▶ [TASK REQUIREMENTS]: Extract every line of the data below that contains the string "wing", treating uppercase and lowercase letters as distinct.
-- begin EXTRACTED RECORDS --
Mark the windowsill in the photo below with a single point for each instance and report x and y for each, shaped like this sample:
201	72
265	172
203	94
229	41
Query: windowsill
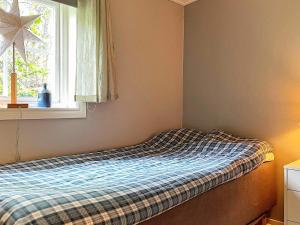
36	113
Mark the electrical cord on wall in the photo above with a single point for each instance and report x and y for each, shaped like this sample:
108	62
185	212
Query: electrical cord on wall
17	153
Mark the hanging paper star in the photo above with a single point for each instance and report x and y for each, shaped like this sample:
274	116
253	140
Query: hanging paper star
15	29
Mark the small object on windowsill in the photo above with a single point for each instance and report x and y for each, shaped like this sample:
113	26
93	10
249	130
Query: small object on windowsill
44	98
17	106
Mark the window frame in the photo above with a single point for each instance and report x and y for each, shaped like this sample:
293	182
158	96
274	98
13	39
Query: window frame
61	107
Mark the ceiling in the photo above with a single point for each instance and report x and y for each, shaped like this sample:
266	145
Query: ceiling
183	2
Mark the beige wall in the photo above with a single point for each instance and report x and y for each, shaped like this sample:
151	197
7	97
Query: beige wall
149	48
242	73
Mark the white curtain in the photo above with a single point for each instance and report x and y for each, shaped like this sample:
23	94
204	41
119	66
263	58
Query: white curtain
96	75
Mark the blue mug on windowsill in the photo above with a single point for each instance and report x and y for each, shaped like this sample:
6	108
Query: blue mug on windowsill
44	97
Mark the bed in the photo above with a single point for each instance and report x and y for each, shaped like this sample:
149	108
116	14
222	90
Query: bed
172	175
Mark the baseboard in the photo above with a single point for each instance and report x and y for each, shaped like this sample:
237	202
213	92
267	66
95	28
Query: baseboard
274	222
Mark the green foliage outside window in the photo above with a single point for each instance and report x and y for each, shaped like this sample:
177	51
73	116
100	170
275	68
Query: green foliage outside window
33	73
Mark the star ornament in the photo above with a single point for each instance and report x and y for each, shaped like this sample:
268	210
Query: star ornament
15	29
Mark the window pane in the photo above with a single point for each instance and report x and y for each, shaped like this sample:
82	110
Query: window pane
41	59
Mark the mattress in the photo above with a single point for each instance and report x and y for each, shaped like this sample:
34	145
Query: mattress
125	185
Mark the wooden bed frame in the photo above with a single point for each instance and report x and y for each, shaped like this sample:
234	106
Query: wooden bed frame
239	202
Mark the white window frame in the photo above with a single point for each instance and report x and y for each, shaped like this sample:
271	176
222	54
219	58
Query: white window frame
58	111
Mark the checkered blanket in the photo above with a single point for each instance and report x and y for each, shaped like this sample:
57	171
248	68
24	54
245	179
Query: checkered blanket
126	185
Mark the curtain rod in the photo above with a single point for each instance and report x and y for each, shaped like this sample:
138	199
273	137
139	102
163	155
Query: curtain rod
67	2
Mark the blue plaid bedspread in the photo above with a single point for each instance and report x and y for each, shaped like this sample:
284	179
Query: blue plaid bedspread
126	185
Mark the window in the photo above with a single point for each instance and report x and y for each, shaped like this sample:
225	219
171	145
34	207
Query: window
52	61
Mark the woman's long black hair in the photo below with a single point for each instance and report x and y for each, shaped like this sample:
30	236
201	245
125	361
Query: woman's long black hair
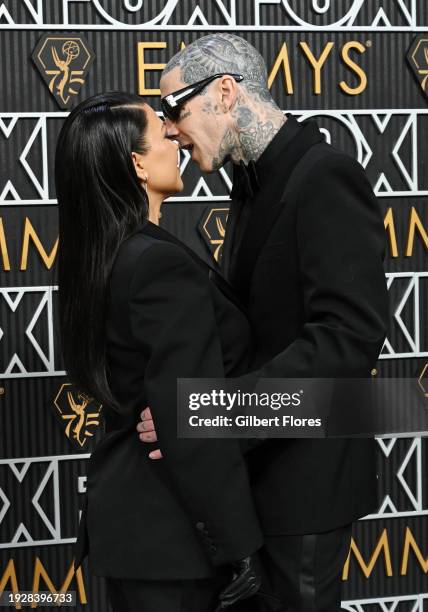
100	202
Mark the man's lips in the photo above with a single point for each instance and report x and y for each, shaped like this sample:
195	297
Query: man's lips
187	147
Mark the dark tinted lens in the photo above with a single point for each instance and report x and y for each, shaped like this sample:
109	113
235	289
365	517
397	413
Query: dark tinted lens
169	111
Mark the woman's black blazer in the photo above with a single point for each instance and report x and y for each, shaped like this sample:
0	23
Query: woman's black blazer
180	517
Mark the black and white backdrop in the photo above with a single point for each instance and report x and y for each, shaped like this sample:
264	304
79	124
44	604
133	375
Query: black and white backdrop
360	68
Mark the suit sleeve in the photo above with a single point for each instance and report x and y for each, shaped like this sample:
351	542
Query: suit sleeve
341	246
173	321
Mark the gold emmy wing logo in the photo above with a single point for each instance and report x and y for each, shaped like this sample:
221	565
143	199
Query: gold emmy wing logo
213	228
417	57
79	414
63	61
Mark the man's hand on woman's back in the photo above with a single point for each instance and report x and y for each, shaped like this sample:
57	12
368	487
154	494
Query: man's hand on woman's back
147	432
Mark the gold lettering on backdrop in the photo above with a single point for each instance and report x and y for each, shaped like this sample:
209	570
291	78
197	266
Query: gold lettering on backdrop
282	60
317	64
415	222
40	572
367	569
30	232
3	248
353	91
9	576
410	542
143	66
281	66
390	228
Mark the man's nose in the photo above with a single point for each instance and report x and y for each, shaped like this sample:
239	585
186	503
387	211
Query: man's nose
171	128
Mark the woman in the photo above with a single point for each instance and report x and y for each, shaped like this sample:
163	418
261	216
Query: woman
138	311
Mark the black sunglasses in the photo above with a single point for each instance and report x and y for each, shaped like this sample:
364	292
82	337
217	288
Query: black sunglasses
171	104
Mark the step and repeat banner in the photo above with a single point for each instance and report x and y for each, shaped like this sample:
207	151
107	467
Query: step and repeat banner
360	68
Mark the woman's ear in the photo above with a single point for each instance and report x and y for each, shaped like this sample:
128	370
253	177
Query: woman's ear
137	158
228	91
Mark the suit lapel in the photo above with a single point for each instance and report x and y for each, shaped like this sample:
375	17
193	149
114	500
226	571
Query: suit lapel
265	213
155	231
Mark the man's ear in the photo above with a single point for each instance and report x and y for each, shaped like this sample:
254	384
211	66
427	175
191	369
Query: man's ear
228	92
137	158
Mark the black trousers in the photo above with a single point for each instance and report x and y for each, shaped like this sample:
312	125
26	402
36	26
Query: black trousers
301	573
164	595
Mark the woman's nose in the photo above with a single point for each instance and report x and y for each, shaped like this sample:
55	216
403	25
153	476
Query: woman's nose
171	128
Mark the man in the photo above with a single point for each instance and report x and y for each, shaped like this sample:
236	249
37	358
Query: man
304	248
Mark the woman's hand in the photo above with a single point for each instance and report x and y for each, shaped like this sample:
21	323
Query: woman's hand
147	432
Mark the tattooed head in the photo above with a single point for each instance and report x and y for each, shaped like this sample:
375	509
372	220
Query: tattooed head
228	120
223	52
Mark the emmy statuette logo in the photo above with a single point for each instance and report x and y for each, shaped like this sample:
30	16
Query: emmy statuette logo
213	229
79	414
417	57
63	61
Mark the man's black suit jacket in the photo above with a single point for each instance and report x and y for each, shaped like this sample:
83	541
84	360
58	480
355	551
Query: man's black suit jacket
180	517
309	267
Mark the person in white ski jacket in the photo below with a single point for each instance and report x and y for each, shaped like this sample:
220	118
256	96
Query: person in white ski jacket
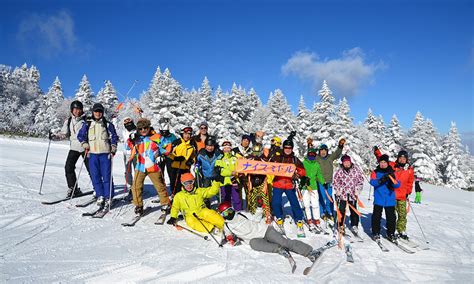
260	236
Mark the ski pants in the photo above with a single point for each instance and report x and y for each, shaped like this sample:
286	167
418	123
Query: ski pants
255	194
208	218
158	182
100	166
230	193
311	203
342	208
401	209
389	216
325	205
273	240
277	203
418	197
70	167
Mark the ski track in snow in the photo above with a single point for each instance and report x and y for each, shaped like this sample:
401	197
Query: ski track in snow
43	244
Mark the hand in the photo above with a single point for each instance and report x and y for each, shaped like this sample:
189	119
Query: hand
341	143
86	146
171	221
179	158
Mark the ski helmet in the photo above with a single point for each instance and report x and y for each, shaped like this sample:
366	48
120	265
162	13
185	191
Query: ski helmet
76	104
288	144
98	107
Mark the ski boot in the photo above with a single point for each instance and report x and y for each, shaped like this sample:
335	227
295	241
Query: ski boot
300	230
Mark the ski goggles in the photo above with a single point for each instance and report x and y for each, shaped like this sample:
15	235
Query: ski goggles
227	212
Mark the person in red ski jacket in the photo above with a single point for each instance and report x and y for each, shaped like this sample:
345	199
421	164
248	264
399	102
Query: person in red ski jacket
404	173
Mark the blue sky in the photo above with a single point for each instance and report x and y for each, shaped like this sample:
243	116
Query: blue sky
394	57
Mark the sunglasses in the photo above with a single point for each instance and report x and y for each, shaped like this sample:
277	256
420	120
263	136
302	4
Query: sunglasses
227	212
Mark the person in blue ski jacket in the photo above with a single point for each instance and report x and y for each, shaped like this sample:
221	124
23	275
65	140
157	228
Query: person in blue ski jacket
384	182
99	138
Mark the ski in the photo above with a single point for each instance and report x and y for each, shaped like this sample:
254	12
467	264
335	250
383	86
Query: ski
320	250
348	250
87	203
292	262
400	246
136	218
66	198
381	246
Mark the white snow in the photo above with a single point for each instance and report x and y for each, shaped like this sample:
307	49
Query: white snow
40	243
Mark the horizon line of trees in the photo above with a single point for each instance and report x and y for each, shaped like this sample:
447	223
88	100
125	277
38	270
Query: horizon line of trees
26	109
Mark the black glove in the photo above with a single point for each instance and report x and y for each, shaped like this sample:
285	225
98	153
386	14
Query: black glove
171	221
179	158
384	179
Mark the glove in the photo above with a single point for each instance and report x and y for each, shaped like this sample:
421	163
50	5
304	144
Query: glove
341	143
171	221
86	146
384	179
179	158
304	181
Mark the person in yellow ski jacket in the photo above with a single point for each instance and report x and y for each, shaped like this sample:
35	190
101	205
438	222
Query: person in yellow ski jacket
191	200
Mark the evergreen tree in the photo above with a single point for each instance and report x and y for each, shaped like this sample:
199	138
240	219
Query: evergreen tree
84	94
452	174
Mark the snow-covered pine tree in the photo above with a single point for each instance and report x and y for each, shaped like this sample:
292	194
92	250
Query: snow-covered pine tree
85	95
416	145
107	96
323	118
452	174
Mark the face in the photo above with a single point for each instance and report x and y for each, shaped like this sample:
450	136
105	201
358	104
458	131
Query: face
209	148
144	130
323	152
288	150
76	112
402	160
347	164
189	185
97	114
186	136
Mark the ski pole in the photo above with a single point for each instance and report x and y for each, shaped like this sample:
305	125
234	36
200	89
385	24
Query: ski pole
179	228
46	160
209	232
419	224
111	180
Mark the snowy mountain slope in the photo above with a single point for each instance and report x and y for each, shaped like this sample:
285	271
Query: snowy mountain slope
40	243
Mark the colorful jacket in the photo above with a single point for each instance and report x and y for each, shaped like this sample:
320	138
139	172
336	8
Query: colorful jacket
287	182
147	150
313	172
406	176
192	202
100	134
326	164
348	182
184	149
384	194
207	163
227	163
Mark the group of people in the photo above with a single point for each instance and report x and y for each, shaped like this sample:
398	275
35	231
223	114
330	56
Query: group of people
199	170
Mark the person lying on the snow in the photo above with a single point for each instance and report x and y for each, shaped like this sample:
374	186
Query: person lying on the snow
191	200
261	237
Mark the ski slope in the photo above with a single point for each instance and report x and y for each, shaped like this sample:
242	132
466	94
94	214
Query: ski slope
43	244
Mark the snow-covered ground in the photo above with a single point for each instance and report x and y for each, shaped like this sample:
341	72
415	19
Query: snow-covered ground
40	243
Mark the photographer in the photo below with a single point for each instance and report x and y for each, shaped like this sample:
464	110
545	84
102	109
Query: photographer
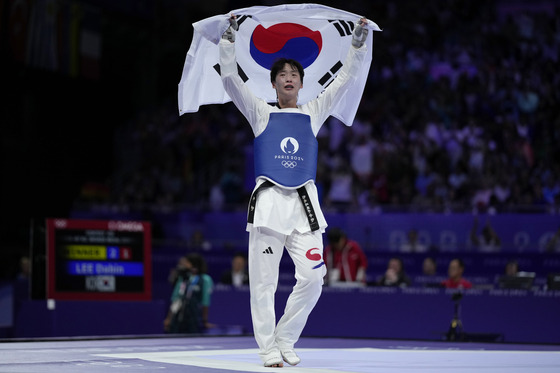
-- end EXTRACTED RECORDS --
▶ [THE ANSWER]:
Mark the gold emmy wing logo in the photo above with a single point for each instance and report x and y for each, shaped like this sample:
Query: gold emmy wing logo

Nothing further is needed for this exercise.